> **Given request**
Copy out the stretch from the line containing "Please mark every instance of the black bike" through the end of the records, swapping "bike helmet" for "cycling helmet" and leaving everything else untouched.

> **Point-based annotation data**
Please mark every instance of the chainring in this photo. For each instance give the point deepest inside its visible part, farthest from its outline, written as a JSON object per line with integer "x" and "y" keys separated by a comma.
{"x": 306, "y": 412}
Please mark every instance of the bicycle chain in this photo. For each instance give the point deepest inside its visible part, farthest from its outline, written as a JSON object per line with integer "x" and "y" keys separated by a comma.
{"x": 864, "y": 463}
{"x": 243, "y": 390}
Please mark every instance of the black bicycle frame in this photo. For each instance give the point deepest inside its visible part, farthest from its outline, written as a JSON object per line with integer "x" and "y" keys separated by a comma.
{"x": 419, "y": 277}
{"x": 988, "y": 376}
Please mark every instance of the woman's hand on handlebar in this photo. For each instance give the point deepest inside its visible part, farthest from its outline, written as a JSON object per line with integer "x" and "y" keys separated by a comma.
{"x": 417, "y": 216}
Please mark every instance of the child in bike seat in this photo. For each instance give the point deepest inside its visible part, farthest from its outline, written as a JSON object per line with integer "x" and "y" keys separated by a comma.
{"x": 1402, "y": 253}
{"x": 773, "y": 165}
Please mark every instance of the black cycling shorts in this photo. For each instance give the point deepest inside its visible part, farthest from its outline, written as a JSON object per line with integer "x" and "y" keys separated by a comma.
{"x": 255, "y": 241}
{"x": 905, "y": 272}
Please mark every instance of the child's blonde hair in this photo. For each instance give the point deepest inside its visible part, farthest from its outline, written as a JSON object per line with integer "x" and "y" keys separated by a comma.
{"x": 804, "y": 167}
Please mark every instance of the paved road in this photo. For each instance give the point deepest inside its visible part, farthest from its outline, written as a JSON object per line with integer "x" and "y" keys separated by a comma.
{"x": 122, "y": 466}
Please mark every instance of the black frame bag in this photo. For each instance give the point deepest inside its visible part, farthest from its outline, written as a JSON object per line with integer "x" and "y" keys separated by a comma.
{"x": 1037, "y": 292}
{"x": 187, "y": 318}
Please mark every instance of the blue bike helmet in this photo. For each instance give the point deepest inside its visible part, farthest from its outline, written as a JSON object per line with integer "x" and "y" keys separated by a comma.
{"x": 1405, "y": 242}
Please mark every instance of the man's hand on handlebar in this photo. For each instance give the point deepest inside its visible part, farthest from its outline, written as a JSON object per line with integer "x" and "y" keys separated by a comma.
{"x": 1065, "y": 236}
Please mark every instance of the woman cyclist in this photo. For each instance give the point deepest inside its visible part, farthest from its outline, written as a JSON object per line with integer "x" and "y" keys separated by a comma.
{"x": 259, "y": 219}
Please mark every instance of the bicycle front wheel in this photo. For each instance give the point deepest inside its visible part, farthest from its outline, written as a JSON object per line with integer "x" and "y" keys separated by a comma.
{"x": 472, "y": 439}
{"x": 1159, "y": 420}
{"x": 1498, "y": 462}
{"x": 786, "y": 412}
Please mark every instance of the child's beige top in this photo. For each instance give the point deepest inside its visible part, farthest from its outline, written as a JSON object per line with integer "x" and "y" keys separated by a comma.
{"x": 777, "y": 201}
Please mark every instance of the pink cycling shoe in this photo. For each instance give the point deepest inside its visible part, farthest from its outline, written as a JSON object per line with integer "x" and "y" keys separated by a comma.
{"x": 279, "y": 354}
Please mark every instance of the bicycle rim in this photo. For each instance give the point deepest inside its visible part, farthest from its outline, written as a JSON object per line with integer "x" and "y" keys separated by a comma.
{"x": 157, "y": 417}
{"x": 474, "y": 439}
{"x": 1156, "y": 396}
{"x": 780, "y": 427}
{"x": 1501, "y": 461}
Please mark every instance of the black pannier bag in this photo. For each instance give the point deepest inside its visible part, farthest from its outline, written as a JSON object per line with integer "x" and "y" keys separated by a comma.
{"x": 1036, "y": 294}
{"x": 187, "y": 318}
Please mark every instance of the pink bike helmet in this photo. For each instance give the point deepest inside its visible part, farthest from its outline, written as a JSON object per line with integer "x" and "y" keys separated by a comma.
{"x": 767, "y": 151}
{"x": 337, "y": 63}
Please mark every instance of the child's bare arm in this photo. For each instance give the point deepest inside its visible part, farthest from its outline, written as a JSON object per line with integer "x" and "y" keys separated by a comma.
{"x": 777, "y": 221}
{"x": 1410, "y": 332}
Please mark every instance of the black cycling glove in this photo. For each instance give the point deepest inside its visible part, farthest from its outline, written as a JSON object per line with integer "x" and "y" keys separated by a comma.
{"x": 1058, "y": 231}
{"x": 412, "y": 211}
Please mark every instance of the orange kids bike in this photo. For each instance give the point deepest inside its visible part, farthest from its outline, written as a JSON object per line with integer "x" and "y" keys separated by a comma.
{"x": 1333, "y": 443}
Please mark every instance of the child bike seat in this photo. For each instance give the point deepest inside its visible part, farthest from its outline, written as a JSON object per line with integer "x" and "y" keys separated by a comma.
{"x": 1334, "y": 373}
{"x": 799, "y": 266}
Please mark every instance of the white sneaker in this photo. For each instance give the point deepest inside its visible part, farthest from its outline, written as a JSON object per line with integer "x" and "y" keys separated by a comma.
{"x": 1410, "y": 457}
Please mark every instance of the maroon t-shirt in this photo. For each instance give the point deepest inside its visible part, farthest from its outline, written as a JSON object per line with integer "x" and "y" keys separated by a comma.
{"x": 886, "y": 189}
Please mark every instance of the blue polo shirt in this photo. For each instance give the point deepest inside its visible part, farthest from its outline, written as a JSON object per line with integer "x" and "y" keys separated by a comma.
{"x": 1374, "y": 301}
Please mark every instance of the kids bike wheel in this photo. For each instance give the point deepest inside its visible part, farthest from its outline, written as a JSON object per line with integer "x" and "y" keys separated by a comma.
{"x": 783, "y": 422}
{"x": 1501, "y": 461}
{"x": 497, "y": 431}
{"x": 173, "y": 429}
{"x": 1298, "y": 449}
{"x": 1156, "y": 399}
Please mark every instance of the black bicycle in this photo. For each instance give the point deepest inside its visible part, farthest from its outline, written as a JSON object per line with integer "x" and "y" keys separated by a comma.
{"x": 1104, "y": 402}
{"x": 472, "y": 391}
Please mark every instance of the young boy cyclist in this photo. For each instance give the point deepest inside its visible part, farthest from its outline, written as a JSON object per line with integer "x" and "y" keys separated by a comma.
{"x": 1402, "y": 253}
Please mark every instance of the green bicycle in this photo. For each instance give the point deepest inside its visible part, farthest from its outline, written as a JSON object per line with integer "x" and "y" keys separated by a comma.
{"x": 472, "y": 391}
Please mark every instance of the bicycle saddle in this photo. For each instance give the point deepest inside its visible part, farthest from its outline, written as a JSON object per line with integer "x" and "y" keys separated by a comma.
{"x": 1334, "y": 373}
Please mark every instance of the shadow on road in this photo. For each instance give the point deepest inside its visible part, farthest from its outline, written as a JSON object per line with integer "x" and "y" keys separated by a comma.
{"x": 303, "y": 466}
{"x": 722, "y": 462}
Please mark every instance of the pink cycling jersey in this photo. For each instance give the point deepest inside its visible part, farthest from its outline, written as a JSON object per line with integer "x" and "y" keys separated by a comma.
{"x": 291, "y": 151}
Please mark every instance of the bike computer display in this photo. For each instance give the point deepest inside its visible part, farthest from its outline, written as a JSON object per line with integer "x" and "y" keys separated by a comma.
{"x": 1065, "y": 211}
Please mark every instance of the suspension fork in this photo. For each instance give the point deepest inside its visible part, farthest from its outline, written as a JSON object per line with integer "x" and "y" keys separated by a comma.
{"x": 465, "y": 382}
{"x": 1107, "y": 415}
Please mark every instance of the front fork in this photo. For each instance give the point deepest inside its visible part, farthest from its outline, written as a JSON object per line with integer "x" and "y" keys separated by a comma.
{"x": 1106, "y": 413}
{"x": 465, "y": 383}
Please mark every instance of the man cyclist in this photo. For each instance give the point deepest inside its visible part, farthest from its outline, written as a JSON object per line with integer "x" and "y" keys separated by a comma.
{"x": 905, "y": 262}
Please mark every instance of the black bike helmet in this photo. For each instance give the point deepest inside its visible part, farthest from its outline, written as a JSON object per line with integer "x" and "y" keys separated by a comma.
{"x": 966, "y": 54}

> **Expected output**
Please mark every instance of the black cycling helmet in this photo. For each instance give the point deepest inside its visible part, farthest from its outline, written as a JSON object per line with integer "x" and "y" keys separated by a comma.
{"x": 966, "y": 54}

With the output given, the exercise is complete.